Record extracts START
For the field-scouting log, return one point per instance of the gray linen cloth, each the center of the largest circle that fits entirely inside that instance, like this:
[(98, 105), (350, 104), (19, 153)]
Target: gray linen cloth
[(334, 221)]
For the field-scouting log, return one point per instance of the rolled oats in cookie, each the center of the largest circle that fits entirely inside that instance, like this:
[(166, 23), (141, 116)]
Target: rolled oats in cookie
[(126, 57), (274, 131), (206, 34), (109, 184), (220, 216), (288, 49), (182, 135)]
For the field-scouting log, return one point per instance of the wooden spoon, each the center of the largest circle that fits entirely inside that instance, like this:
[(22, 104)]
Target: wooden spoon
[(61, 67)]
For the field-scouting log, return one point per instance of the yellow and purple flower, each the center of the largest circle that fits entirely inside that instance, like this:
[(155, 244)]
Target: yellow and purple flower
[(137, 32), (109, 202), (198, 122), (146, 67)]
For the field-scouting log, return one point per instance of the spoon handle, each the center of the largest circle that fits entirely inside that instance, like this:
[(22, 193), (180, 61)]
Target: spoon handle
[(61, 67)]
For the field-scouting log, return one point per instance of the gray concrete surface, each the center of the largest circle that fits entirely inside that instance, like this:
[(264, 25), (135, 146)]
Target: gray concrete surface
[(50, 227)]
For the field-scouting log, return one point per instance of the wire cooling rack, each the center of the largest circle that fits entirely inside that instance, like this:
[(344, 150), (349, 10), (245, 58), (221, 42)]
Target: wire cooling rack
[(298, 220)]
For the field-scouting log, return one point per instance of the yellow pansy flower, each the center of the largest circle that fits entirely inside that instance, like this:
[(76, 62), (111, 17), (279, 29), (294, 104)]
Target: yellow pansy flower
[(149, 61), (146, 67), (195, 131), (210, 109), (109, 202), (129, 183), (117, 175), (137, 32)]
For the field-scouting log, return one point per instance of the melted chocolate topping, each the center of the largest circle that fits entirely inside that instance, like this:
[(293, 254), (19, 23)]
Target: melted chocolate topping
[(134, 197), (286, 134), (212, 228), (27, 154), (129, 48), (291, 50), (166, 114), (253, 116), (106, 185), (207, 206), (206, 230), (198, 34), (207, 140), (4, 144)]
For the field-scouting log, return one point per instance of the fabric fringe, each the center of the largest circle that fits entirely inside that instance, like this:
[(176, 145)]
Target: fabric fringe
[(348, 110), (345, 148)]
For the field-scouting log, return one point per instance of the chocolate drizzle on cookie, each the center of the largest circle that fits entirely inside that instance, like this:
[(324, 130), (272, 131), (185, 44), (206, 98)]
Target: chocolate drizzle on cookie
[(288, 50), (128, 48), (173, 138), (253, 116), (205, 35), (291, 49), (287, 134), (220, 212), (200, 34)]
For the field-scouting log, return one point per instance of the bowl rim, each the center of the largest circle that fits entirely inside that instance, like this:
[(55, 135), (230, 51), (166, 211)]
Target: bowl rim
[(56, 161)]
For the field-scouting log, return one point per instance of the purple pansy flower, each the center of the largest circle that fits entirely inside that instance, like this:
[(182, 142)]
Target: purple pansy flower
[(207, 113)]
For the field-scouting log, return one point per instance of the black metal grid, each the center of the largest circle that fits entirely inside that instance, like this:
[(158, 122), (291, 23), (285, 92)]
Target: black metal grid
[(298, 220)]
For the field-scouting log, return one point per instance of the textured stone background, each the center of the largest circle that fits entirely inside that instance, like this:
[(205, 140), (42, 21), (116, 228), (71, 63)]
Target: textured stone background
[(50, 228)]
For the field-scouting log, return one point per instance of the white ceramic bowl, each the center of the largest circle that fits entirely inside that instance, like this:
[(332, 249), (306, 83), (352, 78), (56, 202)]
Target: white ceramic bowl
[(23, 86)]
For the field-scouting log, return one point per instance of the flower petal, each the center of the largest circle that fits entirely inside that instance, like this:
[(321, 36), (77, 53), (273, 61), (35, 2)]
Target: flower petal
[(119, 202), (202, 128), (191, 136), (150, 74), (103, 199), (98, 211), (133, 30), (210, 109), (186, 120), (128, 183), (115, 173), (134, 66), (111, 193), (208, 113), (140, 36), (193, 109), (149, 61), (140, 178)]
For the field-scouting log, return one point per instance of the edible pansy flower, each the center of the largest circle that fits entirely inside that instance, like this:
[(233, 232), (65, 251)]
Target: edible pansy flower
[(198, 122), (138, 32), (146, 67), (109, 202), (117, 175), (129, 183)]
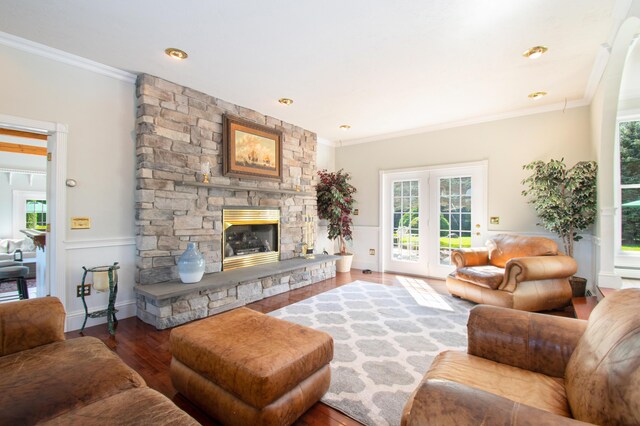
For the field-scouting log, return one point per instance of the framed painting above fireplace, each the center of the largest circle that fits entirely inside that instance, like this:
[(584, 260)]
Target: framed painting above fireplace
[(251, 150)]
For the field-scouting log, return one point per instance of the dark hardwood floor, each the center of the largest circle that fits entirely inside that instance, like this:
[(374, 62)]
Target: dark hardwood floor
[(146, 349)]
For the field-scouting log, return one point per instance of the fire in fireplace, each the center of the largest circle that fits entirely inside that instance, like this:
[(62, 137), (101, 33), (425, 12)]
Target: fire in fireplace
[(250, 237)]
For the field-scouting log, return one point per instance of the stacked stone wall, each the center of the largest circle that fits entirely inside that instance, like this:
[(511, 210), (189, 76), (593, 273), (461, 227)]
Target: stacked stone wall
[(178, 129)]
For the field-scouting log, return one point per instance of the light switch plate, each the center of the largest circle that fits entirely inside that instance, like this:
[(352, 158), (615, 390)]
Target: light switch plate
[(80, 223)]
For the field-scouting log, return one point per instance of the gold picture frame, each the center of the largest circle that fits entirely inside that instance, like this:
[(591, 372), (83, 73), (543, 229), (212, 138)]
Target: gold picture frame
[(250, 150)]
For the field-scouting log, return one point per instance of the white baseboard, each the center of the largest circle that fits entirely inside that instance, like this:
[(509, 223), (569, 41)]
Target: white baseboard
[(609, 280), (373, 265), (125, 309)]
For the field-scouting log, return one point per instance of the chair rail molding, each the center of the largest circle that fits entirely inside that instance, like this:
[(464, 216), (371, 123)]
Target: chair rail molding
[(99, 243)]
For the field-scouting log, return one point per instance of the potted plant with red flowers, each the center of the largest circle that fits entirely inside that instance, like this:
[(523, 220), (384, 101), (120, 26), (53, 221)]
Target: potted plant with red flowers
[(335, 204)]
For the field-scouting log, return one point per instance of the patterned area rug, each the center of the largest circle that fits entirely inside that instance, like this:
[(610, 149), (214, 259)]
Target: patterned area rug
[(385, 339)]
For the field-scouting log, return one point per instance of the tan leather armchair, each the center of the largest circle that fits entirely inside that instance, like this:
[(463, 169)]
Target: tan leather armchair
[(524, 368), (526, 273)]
Record extracts END
Record extracts START
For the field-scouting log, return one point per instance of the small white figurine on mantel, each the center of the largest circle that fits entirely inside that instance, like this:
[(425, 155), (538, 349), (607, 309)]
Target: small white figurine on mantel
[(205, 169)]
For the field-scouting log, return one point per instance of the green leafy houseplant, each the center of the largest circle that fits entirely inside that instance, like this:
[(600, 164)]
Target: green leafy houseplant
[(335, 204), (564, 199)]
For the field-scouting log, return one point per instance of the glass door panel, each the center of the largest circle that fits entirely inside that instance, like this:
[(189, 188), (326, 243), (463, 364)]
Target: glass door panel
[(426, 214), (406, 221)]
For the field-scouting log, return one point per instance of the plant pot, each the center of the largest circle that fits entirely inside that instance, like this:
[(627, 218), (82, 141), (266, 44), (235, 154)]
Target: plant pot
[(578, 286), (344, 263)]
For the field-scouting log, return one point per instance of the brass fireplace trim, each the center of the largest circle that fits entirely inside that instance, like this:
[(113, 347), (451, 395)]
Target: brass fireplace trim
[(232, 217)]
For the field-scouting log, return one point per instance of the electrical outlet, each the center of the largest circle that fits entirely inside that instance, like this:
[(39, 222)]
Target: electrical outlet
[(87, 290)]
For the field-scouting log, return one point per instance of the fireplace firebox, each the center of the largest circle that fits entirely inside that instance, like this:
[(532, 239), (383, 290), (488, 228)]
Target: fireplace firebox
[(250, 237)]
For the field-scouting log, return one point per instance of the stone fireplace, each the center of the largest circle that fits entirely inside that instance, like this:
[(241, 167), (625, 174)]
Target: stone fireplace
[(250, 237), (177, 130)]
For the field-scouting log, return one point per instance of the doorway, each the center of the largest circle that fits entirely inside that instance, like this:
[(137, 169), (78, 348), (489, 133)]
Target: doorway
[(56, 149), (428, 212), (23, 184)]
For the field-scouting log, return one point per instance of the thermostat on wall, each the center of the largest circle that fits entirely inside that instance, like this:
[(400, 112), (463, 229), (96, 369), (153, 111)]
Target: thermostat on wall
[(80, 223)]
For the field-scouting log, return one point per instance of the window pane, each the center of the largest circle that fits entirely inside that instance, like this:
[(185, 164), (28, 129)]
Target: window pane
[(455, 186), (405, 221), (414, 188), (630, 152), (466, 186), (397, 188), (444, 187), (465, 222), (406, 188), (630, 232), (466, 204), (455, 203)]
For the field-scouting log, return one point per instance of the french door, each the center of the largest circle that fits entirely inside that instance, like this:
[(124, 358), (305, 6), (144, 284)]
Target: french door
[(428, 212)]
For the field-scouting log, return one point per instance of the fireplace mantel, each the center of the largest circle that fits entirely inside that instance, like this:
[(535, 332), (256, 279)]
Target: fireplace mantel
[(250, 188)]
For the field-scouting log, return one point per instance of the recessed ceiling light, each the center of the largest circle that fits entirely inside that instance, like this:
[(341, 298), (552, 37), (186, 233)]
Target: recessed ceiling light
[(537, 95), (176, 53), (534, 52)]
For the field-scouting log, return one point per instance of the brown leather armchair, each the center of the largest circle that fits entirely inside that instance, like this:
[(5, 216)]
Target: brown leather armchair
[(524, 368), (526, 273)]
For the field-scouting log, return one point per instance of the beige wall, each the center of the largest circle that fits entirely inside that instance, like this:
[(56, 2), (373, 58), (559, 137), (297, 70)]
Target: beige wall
Record extracts END
Record extracts START
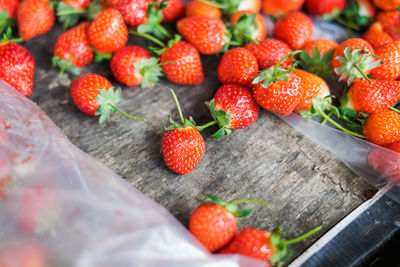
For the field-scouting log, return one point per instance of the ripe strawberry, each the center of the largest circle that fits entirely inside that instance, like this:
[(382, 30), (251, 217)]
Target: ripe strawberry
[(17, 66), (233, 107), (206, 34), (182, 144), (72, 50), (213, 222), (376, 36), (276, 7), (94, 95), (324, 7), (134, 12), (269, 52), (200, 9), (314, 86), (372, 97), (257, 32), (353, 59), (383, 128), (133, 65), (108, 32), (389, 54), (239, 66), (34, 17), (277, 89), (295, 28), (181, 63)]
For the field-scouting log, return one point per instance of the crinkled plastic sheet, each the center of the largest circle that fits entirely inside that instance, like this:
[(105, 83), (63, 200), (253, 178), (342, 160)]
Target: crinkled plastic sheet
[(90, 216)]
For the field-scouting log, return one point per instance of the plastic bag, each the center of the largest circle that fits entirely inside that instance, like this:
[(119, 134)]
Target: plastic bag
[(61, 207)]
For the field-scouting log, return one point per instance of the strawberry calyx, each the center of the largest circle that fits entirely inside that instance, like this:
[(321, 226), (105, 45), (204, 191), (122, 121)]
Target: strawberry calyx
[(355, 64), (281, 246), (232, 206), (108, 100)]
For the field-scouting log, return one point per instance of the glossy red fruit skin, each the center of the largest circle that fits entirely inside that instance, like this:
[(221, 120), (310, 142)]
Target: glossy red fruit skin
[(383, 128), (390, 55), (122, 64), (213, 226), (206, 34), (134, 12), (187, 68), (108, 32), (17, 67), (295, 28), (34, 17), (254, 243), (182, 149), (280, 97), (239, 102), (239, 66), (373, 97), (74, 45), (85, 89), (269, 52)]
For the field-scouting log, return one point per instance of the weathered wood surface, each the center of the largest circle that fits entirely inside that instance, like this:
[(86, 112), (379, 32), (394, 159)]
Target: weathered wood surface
Record extracts END
Exercise brief:
From the records above, retype only the lines starting at the line that contains "of the recessed" and ending at the line that contains "Target: beige wall", both included.

Final answer:
For the field-scouting log, return one point per instance of the recessed ceiling light, each the center of the largest circle that fits entirely inside that instance, like this:
[(341, 298), (552, 37), (186, 233)]
Target: recessed ceiling light
[(537, 95), (176, 53), (534, 52)]
For the field-scouting log, return one point per instance of the brown leather armchair, each the center of the largest circle that fits entirely inside that instance, like this:
[(5, 216)]
Target: brown leather armchair
[(524, 368), (526, 273)]
For the field-scouting log, return one point per instance of the beige wall, each the center of the largest circle that fits entirely inside that instance, like this:
[(56, 2), (373, 58), (559, 137), (297, 70)]
Target: beige wall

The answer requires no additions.